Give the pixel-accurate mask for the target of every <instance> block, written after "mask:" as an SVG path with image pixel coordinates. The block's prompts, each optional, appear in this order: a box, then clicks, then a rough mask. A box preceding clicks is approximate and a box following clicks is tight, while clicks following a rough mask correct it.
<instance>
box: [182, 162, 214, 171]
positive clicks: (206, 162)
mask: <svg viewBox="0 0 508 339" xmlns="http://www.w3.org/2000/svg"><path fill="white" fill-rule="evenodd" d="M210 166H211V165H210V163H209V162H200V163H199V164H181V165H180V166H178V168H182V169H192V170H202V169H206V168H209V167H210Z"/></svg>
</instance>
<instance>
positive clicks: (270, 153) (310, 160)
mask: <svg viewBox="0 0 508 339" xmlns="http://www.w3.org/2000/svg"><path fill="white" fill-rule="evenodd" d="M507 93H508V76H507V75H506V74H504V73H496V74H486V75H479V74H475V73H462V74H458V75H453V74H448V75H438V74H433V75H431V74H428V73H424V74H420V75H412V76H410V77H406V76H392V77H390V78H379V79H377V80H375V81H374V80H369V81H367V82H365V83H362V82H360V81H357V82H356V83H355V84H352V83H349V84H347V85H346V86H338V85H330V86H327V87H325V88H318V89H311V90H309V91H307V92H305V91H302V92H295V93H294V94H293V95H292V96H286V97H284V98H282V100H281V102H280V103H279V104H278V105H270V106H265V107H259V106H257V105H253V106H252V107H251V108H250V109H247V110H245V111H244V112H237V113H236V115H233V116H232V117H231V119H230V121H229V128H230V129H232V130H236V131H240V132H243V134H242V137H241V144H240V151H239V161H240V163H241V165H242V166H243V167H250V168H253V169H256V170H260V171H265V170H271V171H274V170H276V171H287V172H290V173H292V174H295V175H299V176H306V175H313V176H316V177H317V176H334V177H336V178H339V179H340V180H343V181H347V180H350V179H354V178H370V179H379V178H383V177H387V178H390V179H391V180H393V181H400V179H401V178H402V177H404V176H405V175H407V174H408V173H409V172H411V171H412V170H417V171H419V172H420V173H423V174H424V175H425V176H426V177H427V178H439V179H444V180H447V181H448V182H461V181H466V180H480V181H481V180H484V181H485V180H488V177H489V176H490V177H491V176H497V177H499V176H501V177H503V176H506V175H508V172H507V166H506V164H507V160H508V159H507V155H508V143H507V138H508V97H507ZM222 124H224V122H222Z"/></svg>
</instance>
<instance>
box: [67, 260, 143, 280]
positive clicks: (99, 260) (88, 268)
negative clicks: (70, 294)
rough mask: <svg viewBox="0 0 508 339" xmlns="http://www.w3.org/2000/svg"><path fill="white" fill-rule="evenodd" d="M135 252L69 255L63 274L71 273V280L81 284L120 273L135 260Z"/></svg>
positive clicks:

======

Task statement: Which lines in the records above contain the string "rough"? Show each of them in full.

Output of the exercise:
Give the pixel-accurate mask for the target of every <instance> block, written after "mask:" as an SVG path with image pixel coordinates. The block's prompts, each optional, appear in this order: a box, then clicks, then a rough mask. A box preceding clicks is approximate and a box following clicks is tight, while clicks following a rough mask correct it.
rough mask: <svg viewBox="0 0 508 339" xmlns="http://www.w3.org/2000/svg"><path fill="white" fill-rule="evenodd" d="M135 252L69 255L63 274L71 273V280L81 284L120 273L135 260Z"/></svg>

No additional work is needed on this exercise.